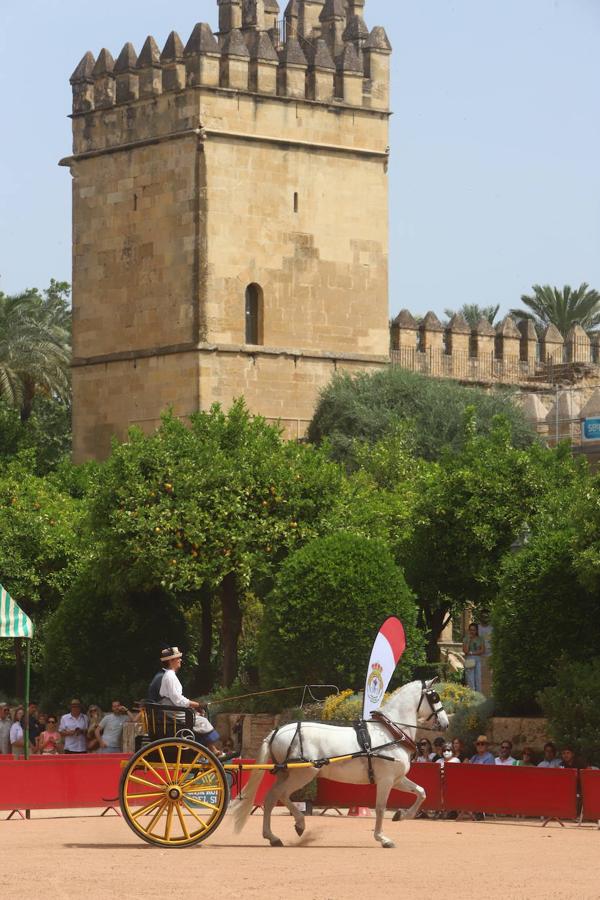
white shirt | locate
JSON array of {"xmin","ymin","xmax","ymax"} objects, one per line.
[
  {"xmin": 9, "ymin": 722, "xmax": 23, "ymax": 746},
  {"xmin": 436, "ymin": 755, "xmax": 461, "ymax": 766},
  {"xmin": 59, "ymin": 713, "xmax": 89, "ymax": 752},
  {"xmin": 538, "ymin": 759, "xmax": 561, "ymax": 769},
  {"xmin": 159, "ymin": 669, "xmax": 191, "ymax": 708},
  {"xmin": 495, "ymin": 756, "xmax": 516, "ymax": 766}
]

▶ Exercise aim
Give every line of the data above again as it stands; the pictures stay out.

▶ Answer below
white shirt | locate
JSON array of {"xmin","ymin","xmax","ymax"} objects, one per line.
[
  {"xmin": 9, "ymin": 722, "xmax": 23, "ymax": 746},
  {"xmin": 436, "ymin": 755, "xmax": 461, "ymax": 766},
  {"xmin": 59, "ymin": 713, "xmax": 89, "ymax": 752},
  {"xmin": 538, "ymin": 759, "xmax": 561, "ymax": 769},
  {"xmin": 159, "ymin": 669, "xmax": 191, "ymax": 708},
  {"xmin": 495, "ymin": 756, "xmax": 516, "ymax": 766}
]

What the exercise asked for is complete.